#### Exercise data:
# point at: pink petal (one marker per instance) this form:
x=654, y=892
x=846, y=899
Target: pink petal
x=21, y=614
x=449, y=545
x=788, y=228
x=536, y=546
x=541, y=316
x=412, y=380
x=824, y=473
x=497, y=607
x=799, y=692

#### Exercise goal:
Render the lines of the items above as a numbered list, leaving out any blank lines.

#### Complete output:
1. # point at: pink petal (one marker per instance) this form:
2. x=654, y=892
3. x=846, y=899
4. Target: pink petal
5. x=21, y=614
6. x=449, y=545
7. x=788, y=228
8. x=536, y=546
9. x=541, y=316
10. x=412, y=380
11. x=824, y=473
12. x=497, y=607
13. x=799, y=692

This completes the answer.